EXTRAIT DU TEXTE:

------------------------------

L'OBS

31 janvier 2020

Agathe Ranc

Cadavres abandonnés à la fac de médecine : « Je me suis dit, papa fait partie du lot »

Leurs parents ont donné leur corps à la science et ils se sont retrouvés dans le « charnier » du Centre de don des corps de l’Université Paris V-Descartes. Trois femmes, qui ont porté plainte contre X, nous racontent cette épreuve.

Chambres froides en panne, canalisations bouchées, corps vendus à la découpe… Lorsqu’elle a entendu à la radio le mot « charnier » pour décrire les conditions de conservation des cadavres au Centre de dons des corps de Paris-Descartes, Solange O. n’a pas tout de suite fait le rapprochement. « Puis je me suis dit : mais au fait, papa fait partie du lot. » Elle décline les synonymes : « C’était impensable, surréaliste. »

Le père de Solange O. voulait donner son corps à la science afin qu’il serve notamment à des étudiants en médecine apprenant l’anatomie. Il avait sa carte de donneur depuis près de 50 ans. Une forme de « geste humanitaire », nous dit sa fille de 69 ans. Lorsqu’il est décédé en février 2019, son corps est donc parti pour le 5e étage de la faculté de médecine de l’Université Paris-Descartes, plus grand Centre de dons des corps (CDC) de France.

------------------------------

EXERCICE PROPOSÉ 1:
Énumérez les défaillances du Centre de dons des corps citées au tout début de l'article, avant la mention de la radio.
EXERCICE PROPOSÉ 2:
Reprenez, s'il vous plaît, l'article sur le Centre de dons des corps à la suite de sa dernière phrase.

[Données de détection d'objets]
------------------------------

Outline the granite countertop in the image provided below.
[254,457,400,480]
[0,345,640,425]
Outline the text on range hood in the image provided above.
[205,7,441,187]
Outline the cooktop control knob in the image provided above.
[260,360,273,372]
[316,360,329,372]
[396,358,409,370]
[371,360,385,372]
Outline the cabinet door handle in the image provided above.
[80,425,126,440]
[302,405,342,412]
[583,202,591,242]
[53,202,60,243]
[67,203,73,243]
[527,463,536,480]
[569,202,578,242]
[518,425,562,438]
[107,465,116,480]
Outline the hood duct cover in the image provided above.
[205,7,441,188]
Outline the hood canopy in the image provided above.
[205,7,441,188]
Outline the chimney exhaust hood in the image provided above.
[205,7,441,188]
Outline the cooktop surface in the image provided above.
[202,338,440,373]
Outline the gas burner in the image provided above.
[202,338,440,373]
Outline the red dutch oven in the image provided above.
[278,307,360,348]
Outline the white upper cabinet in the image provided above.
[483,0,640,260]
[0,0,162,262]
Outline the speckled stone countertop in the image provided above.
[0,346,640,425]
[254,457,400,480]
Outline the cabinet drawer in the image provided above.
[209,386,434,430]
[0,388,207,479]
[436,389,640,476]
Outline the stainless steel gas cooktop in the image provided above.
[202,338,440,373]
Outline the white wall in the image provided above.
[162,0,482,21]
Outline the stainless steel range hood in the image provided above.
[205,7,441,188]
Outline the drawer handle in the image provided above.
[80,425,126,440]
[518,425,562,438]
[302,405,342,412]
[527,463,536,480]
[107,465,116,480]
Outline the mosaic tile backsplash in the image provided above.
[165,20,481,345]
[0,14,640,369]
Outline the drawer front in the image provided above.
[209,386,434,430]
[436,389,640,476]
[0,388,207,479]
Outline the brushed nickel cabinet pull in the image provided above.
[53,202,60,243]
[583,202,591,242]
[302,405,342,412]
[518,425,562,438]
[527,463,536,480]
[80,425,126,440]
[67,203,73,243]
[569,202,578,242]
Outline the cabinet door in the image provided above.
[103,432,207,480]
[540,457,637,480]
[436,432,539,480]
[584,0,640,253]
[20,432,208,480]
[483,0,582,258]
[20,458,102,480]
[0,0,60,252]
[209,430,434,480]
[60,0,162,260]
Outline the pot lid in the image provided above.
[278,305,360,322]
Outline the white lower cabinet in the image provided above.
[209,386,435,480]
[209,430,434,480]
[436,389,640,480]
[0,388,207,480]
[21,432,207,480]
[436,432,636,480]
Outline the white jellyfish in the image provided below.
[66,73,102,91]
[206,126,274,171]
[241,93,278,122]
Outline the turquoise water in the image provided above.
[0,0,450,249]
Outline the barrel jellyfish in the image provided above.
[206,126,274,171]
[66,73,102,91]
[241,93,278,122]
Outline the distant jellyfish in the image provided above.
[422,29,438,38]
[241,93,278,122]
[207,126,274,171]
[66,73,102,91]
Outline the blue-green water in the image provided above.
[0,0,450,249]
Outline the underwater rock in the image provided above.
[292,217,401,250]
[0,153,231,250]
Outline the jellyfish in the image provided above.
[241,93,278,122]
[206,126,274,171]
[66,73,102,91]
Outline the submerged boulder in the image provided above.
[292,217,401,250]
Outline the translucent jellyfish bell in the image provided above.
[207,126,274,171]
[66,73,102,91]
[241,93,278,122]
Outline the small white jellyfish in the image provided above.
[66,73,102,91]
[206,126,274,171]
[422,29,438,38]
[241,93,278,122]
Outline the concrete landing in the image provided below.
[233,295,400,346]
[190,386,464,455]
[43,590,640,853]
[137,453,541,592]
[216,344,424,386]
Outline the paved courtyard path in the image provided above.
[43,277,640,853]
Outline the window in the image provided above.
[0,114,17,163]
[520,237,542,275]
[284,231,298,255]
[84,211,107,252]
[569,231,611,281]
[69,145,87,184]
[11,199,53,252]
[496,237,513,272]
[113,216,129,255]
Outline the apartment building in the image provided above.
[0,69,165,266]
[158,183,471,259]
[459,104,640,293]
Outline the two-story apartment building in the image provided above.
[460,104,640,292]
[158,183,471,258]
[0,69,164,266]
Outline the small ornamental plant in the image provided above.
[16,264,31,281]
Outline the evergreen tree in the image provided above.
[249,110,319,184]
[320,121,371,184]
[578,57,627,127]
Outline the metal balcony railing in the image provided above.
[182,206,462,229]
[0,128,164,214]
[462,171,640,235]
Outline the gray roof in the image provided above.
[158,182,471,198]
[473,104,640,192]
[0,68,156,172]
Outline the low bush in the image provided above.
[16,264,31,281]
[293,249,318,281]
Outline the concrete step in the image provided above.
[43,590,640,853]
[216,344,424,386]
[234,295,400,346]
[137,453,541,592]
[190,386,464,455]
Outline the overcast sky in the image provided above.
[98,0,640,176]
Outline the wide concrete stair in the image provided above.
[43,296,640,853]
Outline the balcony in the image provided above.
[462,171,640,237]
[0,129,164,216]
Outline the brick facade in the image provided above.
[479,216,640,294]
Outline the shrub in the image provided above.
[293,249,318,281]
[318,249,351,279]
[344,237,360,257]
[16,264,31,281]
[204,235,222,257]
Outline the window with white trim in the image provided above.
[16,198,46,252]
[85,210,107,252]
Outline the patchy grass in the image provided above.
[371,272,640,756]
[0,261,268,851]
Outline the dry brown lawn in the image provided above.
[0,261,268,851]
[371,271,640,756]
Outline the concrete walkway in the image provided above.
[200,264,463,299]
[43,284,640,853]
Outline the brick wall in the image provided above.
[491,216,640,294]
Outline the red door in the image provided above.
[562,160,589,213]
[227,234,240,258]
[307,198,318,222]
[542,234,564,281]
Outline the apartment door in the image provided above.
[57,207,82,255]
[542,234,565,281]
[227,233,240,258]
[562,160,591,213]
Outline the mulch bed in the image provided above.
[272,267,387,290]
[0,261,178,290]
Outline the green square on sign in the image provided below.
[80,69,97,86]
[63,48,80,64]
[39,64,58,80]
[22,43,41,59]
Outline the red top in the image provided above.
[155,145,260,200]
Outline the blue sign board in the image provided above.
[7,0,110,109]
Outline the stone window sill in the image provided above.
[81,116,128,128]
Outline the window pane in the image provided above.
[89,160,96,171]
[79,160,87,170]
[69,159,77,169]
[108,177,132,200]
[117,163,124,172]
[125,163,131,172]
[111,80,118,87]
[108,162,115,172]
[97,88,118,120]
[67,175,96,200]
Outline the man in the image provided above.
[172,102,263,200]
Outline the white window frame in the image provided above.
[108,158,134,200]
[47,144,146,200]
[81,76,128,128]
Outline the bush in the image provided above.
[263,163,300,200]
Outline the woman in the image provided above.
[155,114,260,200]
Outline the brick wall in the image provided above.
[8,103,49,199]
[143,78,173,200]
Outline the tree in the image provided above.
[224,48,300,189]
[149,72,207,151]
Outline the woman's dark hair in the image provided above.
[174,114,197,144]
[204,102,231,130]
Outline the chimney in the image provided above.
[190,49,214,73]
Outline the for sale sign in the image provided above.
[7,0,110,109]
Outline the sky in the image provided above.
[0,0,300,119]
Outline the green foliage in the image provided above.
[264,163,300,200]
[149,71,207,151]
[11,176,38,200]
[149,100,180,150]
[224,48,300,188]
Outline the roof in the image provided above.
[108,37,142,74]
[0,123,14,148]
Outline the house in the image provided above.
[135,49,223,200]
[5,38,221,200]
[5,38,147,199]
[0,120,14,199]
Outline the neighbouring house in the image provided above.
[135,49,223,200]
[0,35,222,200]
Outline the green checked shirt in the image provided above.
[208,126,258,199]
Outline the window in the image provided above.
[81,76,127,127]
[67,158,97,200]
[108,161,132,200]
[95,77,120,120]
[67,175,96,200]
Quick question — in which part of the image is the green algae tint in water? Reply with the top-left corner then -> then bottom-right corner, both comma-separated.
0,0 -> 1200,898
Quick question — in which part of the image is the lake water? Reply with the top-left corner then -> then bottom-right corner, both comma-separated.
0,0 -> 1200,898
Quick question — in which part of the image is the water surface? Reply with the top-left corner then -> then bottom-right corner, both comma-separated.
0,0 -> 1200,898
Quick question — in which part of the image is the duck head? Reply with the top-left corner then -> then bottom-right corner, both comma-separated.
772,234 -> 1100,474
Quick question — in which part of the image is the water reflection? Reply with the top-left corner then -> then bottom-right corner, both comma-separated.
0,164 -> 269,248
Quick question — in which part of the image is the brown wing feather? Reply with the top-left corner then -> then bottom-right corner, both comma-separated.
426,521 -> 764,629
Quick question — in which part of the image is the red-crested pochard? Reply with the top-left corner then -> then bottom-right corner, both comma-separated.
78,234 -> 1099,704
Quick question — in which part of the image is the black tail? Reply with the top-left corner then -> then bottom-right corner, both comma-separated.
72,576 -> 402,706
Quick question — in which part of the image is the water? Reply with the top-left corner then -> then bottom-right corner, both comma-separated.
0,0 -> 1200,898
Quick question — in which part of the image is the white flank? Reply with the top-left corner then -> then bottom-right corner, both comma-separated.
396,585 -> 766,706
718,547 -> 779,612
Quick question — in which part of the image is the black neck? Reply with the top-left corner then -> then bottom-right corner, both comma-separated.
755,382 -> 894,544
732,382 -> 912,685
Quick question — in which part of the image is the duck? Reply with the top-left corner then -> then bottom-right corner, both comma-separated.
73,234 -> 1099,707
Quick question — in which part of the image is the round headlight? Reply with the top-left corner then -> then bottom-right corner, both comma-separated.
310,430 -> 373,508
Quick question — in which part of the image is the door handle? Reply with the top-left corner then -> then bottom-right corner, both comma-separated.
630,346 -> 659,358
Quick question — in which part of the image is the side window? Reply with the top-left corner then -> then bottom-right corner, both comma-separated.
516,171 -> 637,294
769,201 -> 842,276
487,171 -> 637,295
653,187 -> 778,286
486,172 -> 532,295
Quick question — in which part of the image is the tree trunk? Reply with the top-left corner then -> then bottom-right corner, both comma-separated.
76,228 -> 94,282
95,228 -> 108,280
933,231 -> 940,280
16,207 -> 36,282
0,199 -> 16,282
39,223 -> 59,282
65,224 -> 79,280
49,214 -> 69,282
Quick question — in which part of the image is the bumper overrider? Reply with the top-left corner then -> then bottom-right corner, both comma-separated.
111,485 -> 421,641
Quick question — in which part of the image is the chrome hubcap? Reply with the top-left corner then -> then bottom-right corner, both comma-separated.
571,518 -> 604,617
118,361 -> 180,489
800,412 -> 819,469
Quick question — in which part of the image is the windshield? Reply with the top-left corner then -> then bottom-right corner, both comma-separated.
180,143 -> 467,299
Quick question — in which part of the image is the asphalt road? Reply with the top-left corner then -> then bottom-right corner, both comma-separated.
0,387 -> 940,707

------------------------------

RÉPONSE ATTENDUE 1:
Chambres froides en panne, canalisations bouchées, corps vendus à la découpe.

RÉPONSE ATTENDUE 2:
La réalité était là bien différente de celle que la famille de Solange s’était figurée ce jour de 1973 où tous avaient rempli leur carte de donneur : dans une enquête publiée fin novembre, « L’Express » révélait les conditions déplorables dans lesquelles ont été conservés certains des plusieurs centaines corps reçus tous les ans par le CDC (fermé administrativement depuis), et ce durant des années. La journaliste Anne Jouan décrivait des « dépouilles putréfiées, rongées par les souris », stockés dans une chambre froide à la porte trop rouillée pour fermer. Ainsi que l’existence de partenariats qui permettaient à certaines entreprises privées d’acheter des bouts de corps.

Alors que le Parquet de Paris a ouvert en novembre une enquête pour « atteinte à l’intégrité d’un cadavre », 21 familles de victimes portent plainte cette semaine contre X pour le même motif. Nous nous sommes entretenus avec plusieurs de ces proches, déjà éprouvés par des deuils inhabituels, et pour qui les révélations de « L’Express » ont été un nouveau choc.


Jâne et Victor sont les parents de Muriel Gani. Ils ont donné leurs corps à la science en 2016 et 2017. (Muriel Gani)

« Mur de silence »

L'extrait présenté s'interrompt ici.